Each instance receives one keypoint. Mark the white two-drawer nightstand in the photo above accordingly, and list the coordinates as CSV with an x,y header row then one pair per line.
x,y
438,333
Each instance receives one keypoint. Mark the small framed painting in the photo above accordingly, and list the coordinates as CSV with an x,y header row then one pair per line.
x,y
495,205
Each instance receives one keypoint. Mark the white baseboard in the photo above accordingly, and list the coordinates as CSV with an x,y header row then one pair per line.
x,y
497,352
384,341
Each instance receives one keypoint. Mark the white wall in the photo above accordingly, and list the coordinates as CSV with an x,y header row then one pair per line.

Work task = Repeat the records above exactly.

Solution =
Each instance receives one keypoint. Mark the white two-drawer nightstand in the photo above accordingly, and list the coordinates as CSV with an x,y header row then one pair per line.
x,y
438,333
Each instance receives one keypoint. Mark the small framed painting in the photo above accordingly, and list the coordinates as CSV with an x,y header row then one pair per line.
x,y
495,205
Each instance receives one keypoint. Mark the white baseboard in the photo above accordingly, and list the coordinates as CSV with an x,y header row then one pair per line.
x,y
497,352
384,341
Each instance receives one keypoint. Mark the white wall in the photo above accordingly, and list the coordinates as CSV with an x,y header row then one pair per line.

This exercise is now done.